**Document extract**
+ + + +

Under the Commercial Code, the ordinary general meeting of shareholders is held within three months after the end of each fiscal year and, subject to board resolution or court approval, an extraordinary general meeting of shareholders may be held as necessary or at the request of holders of an aggregate of 3% or more of the outstanding shares of a company or at the request of a company's statutory auditor or audit committee. Under the Commercial Code, written notices setting forth the date, place and agenda of the meeting must be given to shareholders at least two weeks prior to the date of the general meeting of shareholders. Currently, the Company uses The Korean Economic Daily for the purpose of providing public notices. Shareholders not on the shareholders' register as of the record date are not entitled to receive notice of the annual general meeting o f shareholders or attend or vote at such meeting. The agenda of the general meeting of shareholders is determined at the meeting of the board of directors. In addition, shareholders holding an aggregate of 3% or more of the outstanding shares may propose an agenda for the general meeting of shareholders. Such proposal should be made in writing at least six weeks prior to the meeting. The board of directors may decline such proposal if it is in violation of the relevant laws and regulations of the Company's Articles of Incorporation. The general meeting of shareholders is held at the Company's headquarters or, if necessary, may be held anywhere in the vicinity of the Company's headquarters.
Voting Rights
Holders of the Company's shares are entitled to one vote for each share, except that voting rights with respect to shares held by the Company and shares held by a corporate shareholder, more than one-tenth of whose outstanding capital stock is directly or indirectly owned by the Company, may not be exercised. Cumulative voting is precluded in the Company's Articles of Incorporation. Under the Commercial Code, for the purpose of electing the Company's statutory auditors, a shareholder holding more than 3% of the total shares may not exercise voting rights with respect to such shares in excess of such 3% limit. The Commercial Code also provides that in order to amend the Company's Articles of Incorporation (which is required for any change to the Company's authorized share capital) and for certain other instances, including removal of any of the Company's director and statutory auditor, dissolution, merger or consolidation, transfer of the whole or a significant part of the Company's business, acquisition of all of the business of any other company or issuance of new shares at a price lower than their par value, an approval from holders of at least two-thirds of those shares present or represented at such meeting is required, provided that such
super-majority also represents at least one-third of the total issued and outstanding shares. A shareholder may exercise his voting by proxy given to any person. The proxy must present a document evidencing the power of attorney prior to the start of the general meeting of shareholders.
Registration of Shareholders and Record Date Pacific Corporate Trust Company of Vancouver BC Canada ("Pacific Corporate") is the Company's sole transfer agent. Pacific Corporate maintains the register of the Company's shareholders and register of transfers of registered shares traded. For the purpose of determining the holders of the Company's shares entitled to annual dividends, the register of shareholders is closed for a period following December 31 and ending on the close of the ordinary general shareholders' meeting for such fiscal year. The record date for annual dividends is December 31. Further, the Commercial Code and the Company's Articles of Incorporation permit the Company, upon at least two weeks' public notice, to set a record date and/or close the register of shareholders entitled to certain rights pertaining to the Company's shares. The trading of the Company's shares and the delivery of certificates in respect thereof may continue while the register of shareholders is closed.

+ + + +

**Required work**
In the extract on shareholder meetings and voting rights, which newspaper does the Company use for public notices?

+ + + +

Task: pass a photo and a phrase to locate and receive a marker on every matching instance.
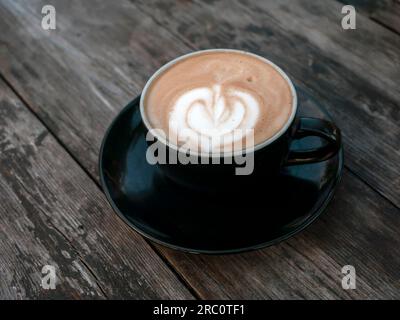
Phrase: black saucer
(180, 218)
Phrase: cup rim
(219, 154)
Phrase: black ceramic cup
(210, 172)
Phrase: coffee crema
(218, 101)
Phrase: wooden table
(60, 89)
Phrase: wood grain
(353, 73)
(78, 77)
(52, 213)
(359, 229)
(385, 12)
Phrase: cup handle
(320, 128)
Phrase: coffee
(218, 100)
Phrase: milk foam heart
(214, 100)
(213, 117)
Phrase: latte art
(217, 102)
(208, 118)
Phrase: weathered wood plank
(52, 213)
(85, 77)
(359, 229)
(385, 12)
(353, 73)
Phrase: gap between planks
(95, 181)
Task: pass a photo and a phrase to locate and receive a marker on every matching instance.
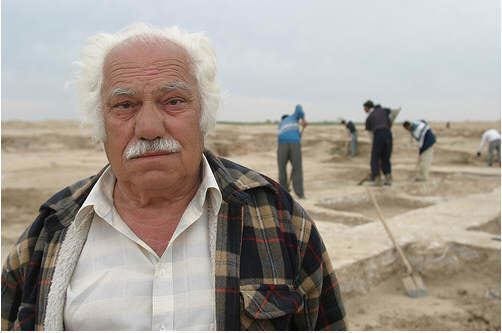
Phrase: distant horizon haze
(437, 59)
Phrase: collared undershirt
(120, 283)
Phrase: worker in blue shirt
(289, 149)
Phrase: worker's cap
(368, 104)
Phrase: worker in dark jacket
(379, 122)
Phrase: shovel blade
(414, 286)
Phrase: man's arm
(323, 308)
(11, 290)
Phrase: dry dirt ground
(40, 158)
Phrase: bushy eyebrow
(175, 85)
(122, 92)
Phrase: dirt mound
(47, 142)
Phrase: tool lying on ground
(366, 178)
(412, 282)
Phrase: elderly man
(167, 236)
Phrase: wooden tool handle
(389, 233)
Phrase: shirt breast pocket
(269, 307)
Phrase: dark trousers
(381, 151)
(291, 152)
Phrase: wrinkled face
(149, 93)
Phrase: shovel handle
(409, 269)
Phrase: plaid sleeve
(12, 281)
(323, 307)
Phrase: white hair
(89, 75)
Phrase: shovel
(412, 282)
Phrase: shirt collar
(101, 196)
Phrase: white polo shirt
(120, 283)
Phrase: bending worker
(379, 122)
(351, 128)
(492, 138)
(289, 149)
(421, 131)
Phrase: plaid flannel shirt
(271, 268)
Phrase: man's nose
(149, 122)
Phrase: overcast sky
(437, 59)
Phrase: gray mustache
(159, 145)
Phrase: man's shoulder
(270, 203)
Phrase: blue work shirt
(289, 129)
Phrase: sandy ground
(40, 158)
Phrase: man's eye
(123, 105)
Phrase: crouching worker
(421, 132)
(167, 236)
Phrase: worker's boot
(377, 181)
(388, 180)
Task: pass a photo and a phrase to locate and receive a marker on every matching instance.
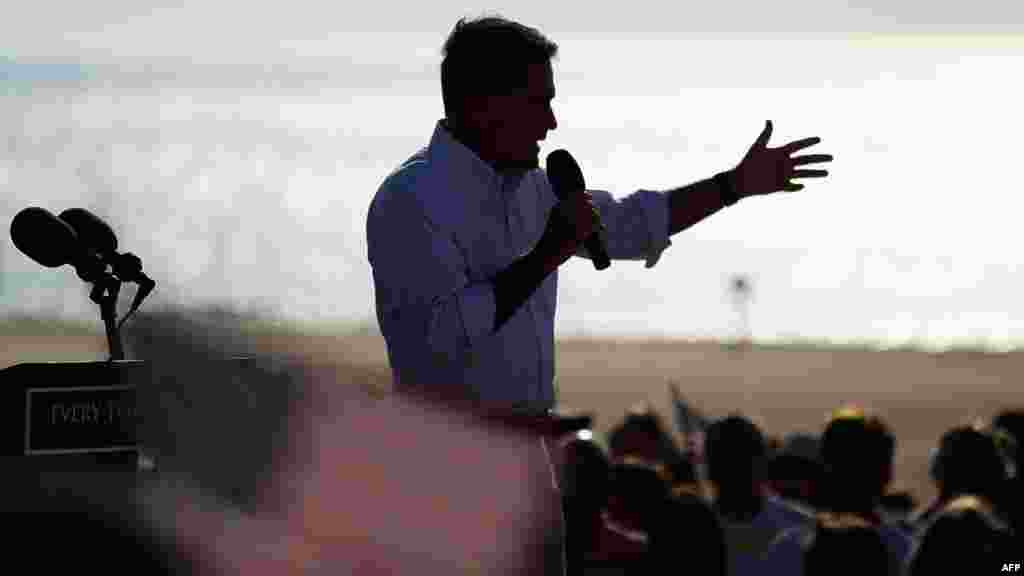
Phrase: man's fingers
(811, 159)
(809, 173)
(765, 134)
(800, 145)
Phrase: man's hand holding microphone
(573, 220)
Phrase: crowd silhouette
(733, 501)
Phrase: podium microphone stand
(104, 293)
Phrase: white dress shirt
(439, 228)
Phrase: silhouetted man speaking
(465, 238)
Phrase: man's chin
(521, 164)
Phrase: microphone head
(92, 232)
(564, 173)
(43, 237)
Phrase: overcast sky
(240, 31)
(273, 148)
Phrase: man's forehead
(541, 79)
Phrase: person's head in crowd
(968, 461)
(735, 457)
(497, 87)
(856, 550)
(586, 471)
(585, 492)
(637, 492)
(642, 434)
(967, 537)
(683, 476)
(1009, 427)
(796, 468)
(857, 450)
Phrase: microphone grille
(564, 173)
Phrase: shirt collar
(443, 148)
(459, 158)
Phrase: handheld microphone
(566, 178)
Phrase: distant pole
(739, 288)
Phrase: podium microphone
(53, 243)
(97, 235)
(566, 179)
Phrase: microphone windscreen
(43, 237)
(564, 173)
(92, 232)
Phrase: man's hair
(857, 451)
(644, 421)
(488, 55)
(969, 462)
(734, 451)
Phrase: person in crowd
(857, 451)
(642, 434)
(967, 462)
(752, 519)
(637, 496)
(796, 470)
(585, 493)
(845, 550)
(967, 536)
(1008, 427)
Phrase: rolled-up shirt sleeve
(426, 305)
(636, 225)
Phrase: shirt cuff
(656, 210)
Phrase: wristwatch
(725, 189)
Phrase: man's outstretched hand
(766, 170)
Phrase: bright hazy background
(236, 148)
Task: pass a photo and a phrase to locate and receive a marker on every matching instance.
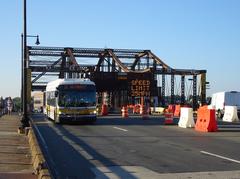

+ + + +

**Written reply**
The Korean Economic Daily